EXERCISE DIRECTIONS>
Every line of the records must be repeated exactly; pictures stay out.

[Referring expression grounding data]
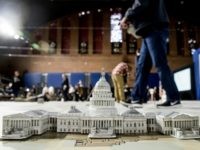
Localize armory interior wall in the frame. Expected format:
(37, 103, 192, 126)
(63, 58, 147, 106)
(0, 55, 192, 86)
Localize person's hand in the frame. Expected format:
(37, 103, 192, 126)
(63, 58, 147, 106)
(120, 17, 128, 29)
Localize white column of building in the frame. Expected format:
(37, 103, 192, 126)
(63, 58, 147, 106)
(18, 120, 20, 128)
(99, 120, 101, 128)
(107, 120, 108, 128)
(184, 121, 186, 128)
(118, 120, 119, 127)
(185, 120, 187, 128)
(188, 121, 191, 128)
(25, 120, 29, 127)
(19, 120, 21, 128)
(111, 120, 113, 127)
(91, 120, 93, 127)
(183, 121, 185, 128)
(183, 121, 187, 128)
(182, 121, 184, 128)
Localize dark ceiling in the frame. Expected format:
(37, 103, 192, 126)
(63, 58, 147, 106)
(0, 0, 199, 27)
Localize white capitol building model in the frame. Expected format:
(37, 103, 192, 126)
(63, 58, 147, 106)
(2, 73, 200, 139)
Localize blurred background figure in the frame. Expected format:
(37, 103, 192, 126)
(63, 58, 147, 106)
(68, 84, 75, 101)
(61, 74, 69, 101)
(42, 84, 55, 101)
(24, 85, 37, 99)
(75, 80, 84, 101)
(12, 70, 22, 98)
(4, 82, 14, 97)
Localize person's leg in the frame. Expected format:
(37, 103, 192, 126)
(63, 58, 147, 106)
(116, 75, 125, 102)
(112, 75, 120, 102)
(145, 28, 180, 105)
(63, 91, 68, 101)
(131, 40, 152, 103)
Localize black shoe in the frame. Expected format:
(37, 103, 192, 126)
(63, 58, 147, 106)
(157, 101, 171, 107)
(120, 100, 131, 107)
(126, 97, 133, 102)
(171, 100, 181, 106)
(123, 100, 132, 104)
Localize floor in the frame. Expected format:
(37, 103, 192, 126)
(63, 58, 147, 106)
(0, 100, 200, 150)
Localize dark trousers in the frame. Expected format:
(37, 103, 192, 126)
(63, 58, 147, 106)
(131, 28, 180, 102)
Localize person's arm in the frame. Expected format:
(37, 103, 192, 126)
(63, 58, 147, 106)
(124, 0, 150, 22)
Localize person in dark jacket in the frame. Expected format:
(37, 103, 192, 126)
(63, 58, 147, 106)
(61, 74, 69, 101)
(120, 0, 180, 106)
(12, 70, 22, 97)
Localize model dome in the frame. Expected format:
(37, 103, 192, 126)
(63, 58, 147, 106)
(93, 73, 111, 92)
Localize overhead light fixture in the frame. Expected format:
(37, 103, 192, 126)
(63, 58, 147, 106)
(0, 17, 16, 37)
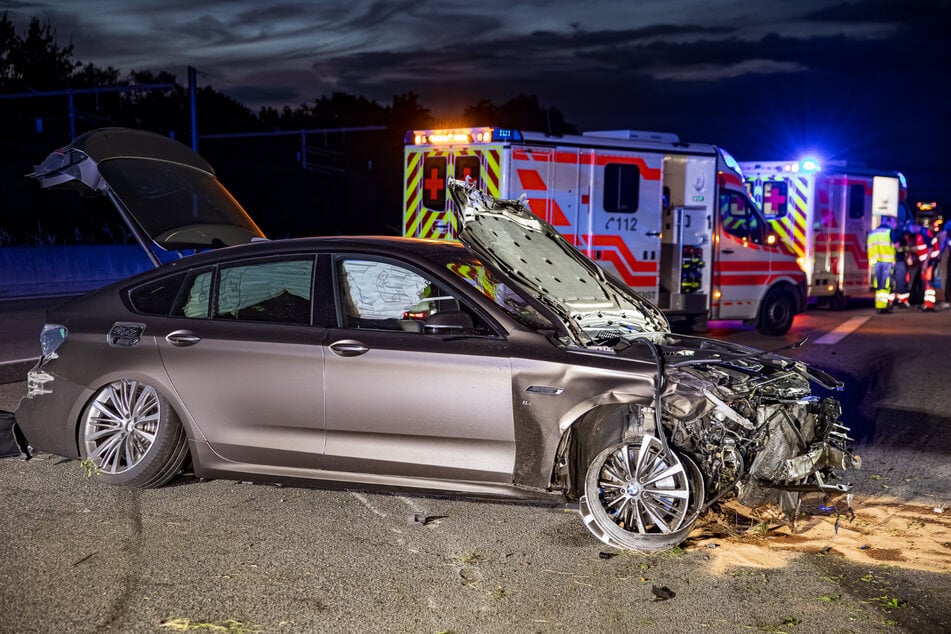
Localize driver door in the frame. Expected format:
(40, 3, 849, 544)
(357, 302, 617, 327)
(322, 255, 516, 483)
(715, 190, 772, 320)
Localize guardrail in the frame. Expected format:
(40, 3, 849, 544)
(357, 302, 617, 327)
(0, 245, 153, 298)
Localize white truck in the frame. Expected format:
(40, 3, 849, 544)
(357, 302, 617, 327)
(404, 127, 806, 334)
(740, 158, 909, 308)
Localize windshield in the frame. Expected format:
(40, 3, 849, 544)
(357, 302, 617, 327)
(98, 158, 264, 248)
(437, 253, 556, 330)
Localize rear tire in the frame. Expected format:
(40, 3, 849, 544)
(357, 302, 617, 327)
(80, 380, 188, 488)
(757, 288, 795, 335)
(828, 290, 848, 311)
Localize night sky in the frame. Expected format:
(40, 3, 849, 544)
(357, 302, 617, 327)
(5, 0, 950, 202)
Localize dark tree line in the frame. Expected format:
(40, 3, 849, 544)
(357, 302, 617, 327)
(0, 13, 574, 245)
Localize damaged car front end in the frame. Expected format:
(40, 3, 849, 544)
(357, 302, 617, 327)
(448, 178, 858, 551)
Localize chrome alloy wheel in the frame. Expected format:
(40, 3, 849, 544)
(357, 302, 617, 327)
(595, 435, 690, 533)
(581, 434, 703, 550)
(82, 380, 162, 474)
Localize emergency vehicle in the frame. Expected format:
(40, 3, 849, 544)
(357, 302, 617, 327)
(740, 159, 909, 308)
(404, 127, 806, 335)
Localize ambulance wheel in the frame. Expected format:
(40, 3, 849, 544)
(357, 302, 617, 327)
(828, 291, 848, 311)
(757, 288, 795, 335)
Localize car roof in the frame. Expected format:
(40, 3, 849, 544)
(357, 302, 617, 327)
(146, 235, 468, 271)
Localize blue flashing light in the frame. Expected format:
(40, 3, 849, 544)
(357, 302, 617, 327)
(799, 157, 821, 173)
(897, 171, 907, 189)
(492, 128, 523, 142)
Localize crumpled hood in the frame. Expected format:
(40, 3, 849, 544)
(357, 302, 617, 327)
(447, 178, 669, 340)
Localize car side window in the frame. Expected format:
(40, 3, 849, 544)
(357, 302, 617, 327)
(175, 269, 213, 318)
(172, 260, 314, 323)
(336, 258, 491, 335)
(214, 259, 314, 324)
(128, 272, 187, 316)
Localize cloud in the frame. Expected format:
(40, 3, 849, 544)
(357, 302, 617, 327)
(651, 58, 808, 81)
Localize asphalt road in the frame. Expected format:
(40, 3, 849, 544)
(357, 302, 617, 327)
(1, 300, 949, 633)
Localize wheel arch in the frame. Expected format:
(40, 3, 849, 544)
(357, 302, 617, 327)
(72, 369, 199, 458)
(760, 277, 806, 314)
(550, 400, 653, 499)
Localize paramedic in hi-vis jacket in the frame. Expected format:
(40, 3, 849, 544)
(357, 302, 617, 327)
(867, 216, 897, 313)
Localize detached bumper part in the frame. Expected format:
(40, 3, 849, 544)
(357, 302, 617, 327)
(0, 410, 32, 460)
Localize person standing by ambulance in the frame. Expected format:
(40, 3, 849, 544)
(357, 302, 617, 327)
(919, 221, 939, 311)
(932, 219, 950, 309)
(893, 221, 917, 308)
(868, 216, 897, 313)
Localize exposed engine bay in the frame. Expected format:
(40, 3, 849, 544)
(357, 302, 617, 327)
(576, 334, 859, 551)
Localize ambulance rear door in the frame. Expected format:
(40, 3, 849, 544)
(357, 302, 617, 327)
(832, 173, 873, 298)
(660, 154, 715, 315)
(403, 129, 504, 241)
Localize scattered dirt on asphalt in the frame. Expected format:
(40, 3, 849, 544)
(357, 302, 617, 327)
(686, 496, 951, 575)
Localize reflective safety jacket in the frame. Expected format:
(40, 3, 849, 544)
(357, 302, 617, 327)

EXERCISE SOLUTION>
Localize armory interior wall in the frame. Expected format:
(37, 103, 192, 126)
(63, 58, 147, 106)
(0, 55, 192, 86)
Localize person's hand in the frame. Expected format:
(37, 103, 192, 126)
(63, 58, 147, 106)
(120, 17, 128, 29)
Localize white column of building in the frame. Expected format:
(37, 103, 192, 126)
(63, 58, 147, 106)
(18, 120, 20, 128)
(99, 120, 101, 128)
(107, 120, 108, 128)
(184, 121, 186, 128)
(118, 120, 119, 127)
(185, 120, 187, 128)
(188, 121, 191, 128)
(25, 120, 29, 127)
(19, 120, 21, 128)
(111, 120, 113, 127)
(91, 120, 93, 127)
(183, 121, 185, 128)
(183, 121, 187, 128)
(182, 121, 184, 128)
Localize dark ceiling in the frame. Expected format:
(37, 103, 192, 126)
(63, 58, 147, 106)
(0, 0, 199, 27)
Localize white capitol building model in the frame. Expected format:
(37, 103, 192, 126)
(63, 58, 147, 106)
(2, 73, 200, 139)
Localize blurred background figure in the frame. Expected format:
(37, 103, 192, 126)
(63, 58, 147, 106)
(68, 84, 75, 101)
(61, 74, 69, 101)
(42, 84, 55, 101)
(24, 85, 37, 99)
(75, 80, 84, 101)
(12, 70, 22, 98)
(4, 82, 14, 97)
Localize person's leg in the frame. Expected format:
(37, 103, 192, 126)
(63, 58, 147, 106)
(116, 75, 125, 102)
(112, 75, 120, 102)
(145, 28, 180, 105)
(63, 91, 68, 101)
(131, 40, 152, 103)
Localize black shoe in the frame. Expected format:
(37, 103, 192, 126)
(63, 58, 147, 106)
(157, 101, 171, 107)
(120, 100, 131, 107)
(126, 97, 133, 102)
(171, 100, 181, 106)
(123, 100, 132, 104)
Localize floor in the frame. Expected format:
(37, 103, 192, 126)
(63, 58, 147, 106)
(0, 100, 200, 150)
Localize dark trousers in the frame. Expected format:
(37, 103, 192, 126)
(63, 58, 147, 106)
(131, 28, 180, 102)
Localize person's arm in the frame. Expected format:
(37, 103, 192, 126)
(63, 58, 147, 106)
(124, 0, 150, 22)
Localize person in dark jacket in the frame. Expected format:
(37, 103, 192, 126)
(63, 58, 147, 106)
(61, 74, 69, 101)
(120, 0, 180, 106)
(12, 70, 22, 97)
Localize model dome in the frame. Expected format:
(37, 103, 192, 126)
(63, 58, 147, 106)
(93, 73, 111, 92)
Localize overhead light fixture in the frame. Expected format:
(37, 103, 192, 126)
(63, 58, 147, 106)
(0, 17, 16, 37)
Localize driver door in the frame. Expected format:
(40, 3, 849, 544)
(357, 302, 617, 327)
(322, 255, 516, 483)
(715, 190, 772, 320)
Localize guardrail in the frame. Expected format:
(40, 3, 849, 544)
(357, 302, 617, 327)
(0, 245, 153, 298)
Localize white truck in the frame. Expected format:
(40, 3, 849, 544)
(357, 302, 617, 327)
(404, 127, 806, 334)
(740, 158, 909, 308)
Localize windshield in the frame. Expected format:
(40, 3, 849, 544)
(357, 302, 617, 327)
(98, 158, 264, 248)
(437, 253, 556, 330)
Localize rear tire in the frame. Expected format:
(40, 3, 849, 544)
(357, 302, 617, 327)
(80, 380, 188, 488)
(757, 288, 795, 335)
(828, 290, 848, 311)
Localize night sky in the frame. Expected format:
(40, 3, 849, 544)
(357, 302, 617, 327)
(5, 0, 950, 202)
Localize dark tree line in the frame. Expected format:
(40, 3, 849, 544)
(357, 302, 617, 327)
(0, 13, 574, 245)
Localize damaged car front end in the frame. Expected format:
(40, 3, 849, 544)
(357, 302, 617, 327)
(448, 178, 858, 551)
Localize chrome alloy wheel in the frame. Expected format:
(40, 3, 849, 544)
(357, 302, 617, 327)
(595, 435, 690, 533)
(581, 434, 703, 550)
(82, 380, 162, 474)
Localize emergency vehicle in the frame. Expected format:
(40, 3, 849, 544)
(357, 302, 617, 327)
(740, 159, 909, 308)
(404, 127, 806, 335)
Localize ambulance wheel in the frame. Expected format:
(40, 3, 849, 544)
(357, 302, 617, 327)
(828, 291, 848, 311)
(757, 288, 795, 335)
Localize car roof in the frame. Expected format:
(40, 3, 849, 544)
(357, 302, 617, 327)
(146, 235, 468, 271)
Localize blue flashing light in the frame. Expected format:
(40, 3, 849, 544)
(357, 302, 617, 327)
(799, 157, 821, 173)
(897, 171, 907, 189)
(492, 128, 523, 142)
Localize crumpled hood in the frame. Expected format:
(40, 3, 849, 544)
(357, 302, 617, 327)
(447, 178, 669, 340)
Localize car side window in the frame. Expected format:
(40, 3, 849, 544)
(357, 302, 617, 327)
(175, 269, 213, 318)
(172, 260, 314, 323)
(336, 258, 491, 335)
(214, 259, 314, 324)
(128, 272, 187, 316)
Localize cloud in the frame. Expected format:
(40, 3, 849, 544)
(357, 302, 617, 327)
(651, 58, 808, 81)
Localize asphalt road in the frame. Expected format:
(40, 3, 849, 544)
(357, 302, 617, 327)
(1, 300, 949, 633)
Localize wheel arch in the frame. Expected format:
(40, 3, 849, 544)
(357, 302, 617, 327)
(72, 369, 199, 458)
(760, 277, 806, 314)
(550, 400, 653, 499)
Localize paramedic in hi-vis jacket in the frame. Expected format:
(40, 3, 849, 544)
(357, 302, 617, 327)
(867, 216, 897, 313)
Localize detached bumper part in the frame. Expected format:
(40, 3, 849, 544)
(357, 302, 617, 327)
(0, 410, 32, 460)
Localize person standing by ambulance in the frame. Expected format:
(40, 3, 849, 544)
(357, 302, 617, 327)
(919, 221, 939, 311)
(932, 219, 950, 309)
(893, 221, 917, 308)
(868, 216, 897, 313)
Localize exposed engine bay in the frame. Expected format:
(40, 3, 849, 544)
(357, 302, 617, 327)
(576, 334, 859, 551)
Localize ambulance rear door in the frame. Expected format:
(40, 3, 849, 544)
(357, 302, 617, 327)
(832, 173, 873, 298)
(660, 154, 715, 315)
(403, 129, 504, 241)
Localize scattered dirt on asphalt in the frame. Expected format:
(40, 3, 849, 544)
(357, 302, 617, 327)
(686, 496, 951, 575)
Localize reflective safety jacket in the frame. Expected format:
(40, 3, 849, 544)
(357, 302, 617, 327)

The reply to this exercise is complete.